* [Passage]

--- START ---

Document Type: Research article
Department of Occupational Hygiene, School of Public Health, Shahid Beheshti University of Medical Sciences, Tehran, Iran
Department of Epidemiology, School of Public Health, Shahid Beheshti University of Medical Sciences, Tehran, Iran
cPharmaceutical Sciences Research Center, Shahid Beheshti University of Medical Sciences, Tehran, Iran Department of Toxicology and Pharmacology, School of Pharmacy, Shahid Beheshti University of Medical Sciences, Tehran, Iran
Toxicity bioassays are important tools to determine biological effects of chemical agents on species. The questions remained on, what effects have been imposed on each of the different molecular site of cells by chemical exposure and how to find a pattern for chemical toxicity.

--- END ---

* [Material provided]
--- START ---

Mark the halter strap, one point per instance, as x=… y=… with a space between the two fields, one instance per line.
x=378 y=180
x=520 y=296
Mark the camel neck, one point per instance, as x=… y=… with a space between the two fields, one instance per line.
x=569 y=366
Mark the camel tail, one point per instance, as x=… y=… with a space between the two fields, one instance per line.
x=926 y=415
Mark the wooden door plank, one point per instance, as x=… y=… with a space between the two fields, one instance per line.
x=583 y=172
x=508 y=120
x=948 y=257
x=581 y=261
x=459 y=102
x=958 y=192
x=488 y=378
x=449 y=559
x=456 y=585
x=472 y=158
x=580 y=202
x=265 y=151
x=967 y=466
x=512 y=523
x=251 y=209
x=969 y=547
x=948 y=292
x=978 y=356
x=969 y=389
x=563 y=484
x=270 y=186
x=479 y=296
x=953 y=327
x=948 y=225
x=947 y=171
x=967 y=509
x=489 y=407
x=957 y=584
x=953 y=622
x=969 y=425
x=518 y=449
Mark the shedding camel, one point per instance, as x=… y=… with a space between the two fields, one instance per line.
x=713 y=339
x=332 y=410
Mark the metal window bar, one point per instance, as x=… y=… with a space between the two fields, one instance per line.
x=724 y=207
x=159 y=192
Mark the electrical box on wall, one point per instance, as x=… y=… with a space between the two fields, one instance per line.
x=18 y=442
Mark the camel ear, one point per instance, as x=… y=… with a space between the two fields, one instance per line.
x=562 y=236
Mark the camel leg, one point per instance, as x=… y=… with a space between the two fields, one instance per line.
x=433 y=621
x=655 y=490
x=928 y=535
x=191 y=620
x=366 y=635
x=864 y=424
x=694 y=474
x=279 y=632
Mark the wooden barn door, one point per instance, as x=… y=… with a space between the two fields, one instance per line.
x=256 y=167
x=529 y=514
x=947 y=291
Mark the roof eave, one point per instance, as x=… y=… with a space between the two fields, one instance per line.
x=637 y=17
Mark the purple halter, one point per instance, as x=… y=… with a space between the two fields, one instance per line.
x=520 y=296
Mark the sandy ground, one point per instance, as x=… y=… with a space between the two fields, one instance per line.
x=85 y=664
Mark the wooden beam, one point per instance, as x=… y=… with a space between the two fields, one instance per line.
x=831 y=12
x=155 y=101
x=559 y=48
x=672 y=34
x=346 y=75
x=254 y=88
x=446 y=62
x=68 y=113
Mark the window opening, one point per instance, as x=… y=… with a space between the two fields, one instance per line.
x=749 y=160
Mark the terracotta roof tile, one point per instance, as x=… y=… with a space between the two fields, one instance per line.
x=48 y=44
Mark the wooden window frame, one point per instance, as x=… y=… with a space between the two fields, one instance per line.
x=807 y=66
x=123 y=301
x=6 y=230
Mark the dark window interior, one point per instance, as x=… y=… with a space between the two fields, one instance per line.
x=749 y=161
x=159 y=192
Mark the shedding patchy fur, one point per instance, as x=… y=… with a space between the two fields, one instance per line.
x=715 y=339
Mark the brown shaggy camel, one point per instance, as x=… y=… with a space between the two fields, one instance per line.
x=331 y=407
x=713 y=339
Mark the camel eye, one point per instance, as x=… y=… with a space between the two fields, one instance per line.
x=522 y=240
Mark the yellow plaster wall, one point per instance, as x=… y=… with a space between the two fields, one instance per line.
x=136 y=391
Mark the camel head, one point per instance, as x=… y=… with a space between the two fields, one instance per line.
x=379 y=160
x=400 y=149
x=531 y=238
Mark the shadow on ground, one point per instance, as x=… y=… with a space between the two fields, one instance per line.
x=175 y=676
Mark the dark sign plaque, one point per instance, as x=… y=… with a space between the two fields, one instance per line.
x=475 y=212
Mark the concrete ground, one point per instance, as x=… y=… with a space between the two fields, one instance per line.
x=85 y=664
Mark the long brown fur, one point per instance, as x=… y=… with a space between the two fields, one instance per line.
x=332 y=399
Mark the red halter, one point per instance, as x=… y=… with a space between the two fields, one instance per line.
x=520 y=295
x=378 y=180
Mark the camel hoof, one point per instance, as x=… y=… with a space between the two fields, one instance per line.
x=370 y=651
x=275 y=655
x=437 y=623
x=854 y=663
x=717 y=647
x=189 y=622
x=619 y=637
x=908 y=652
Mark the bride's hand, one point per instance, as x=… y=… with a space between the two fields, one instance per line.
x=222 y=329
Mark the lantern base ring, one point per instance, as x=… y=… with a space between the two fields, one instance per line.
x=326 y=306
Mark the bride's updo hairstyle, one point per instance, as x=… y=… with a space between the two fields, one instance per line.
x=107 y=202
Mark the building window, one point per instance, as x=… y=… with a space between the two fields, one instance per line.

--- END ---

* [Task instructions] Extract everything from "Document Type: Research" down to "for chemical toxicity." in the article on toxicity bioassays. The rows have no connection to the article on toxicity bioassays.

* [Output]
Document Type: Research article
Department of Occupational Hygiene, School of Public Health, Shahid Beheshti University of Medical Sciences, Tehran, Iran
Department of Epidemiology, School of Public Health, Shahid Beheshti University of Medical Sciences, Tehran, Iran
cPharmaceutical Sciences Research Center, Shahid Beheshti University of Medical Sciences, Tehran, Iran Department of Toxicology and Pharmacology, School of Pharmacy, Shahid Beheshti University of Medical Sciences, Tehran, Iran
Toxicity bioassays are important tools to determine biological effects of chemical agents on species. The questions remained on, what effects have been imposed on each of the different molecular site of cells by chemical exposure and how to find a pattern for chemical toxicity.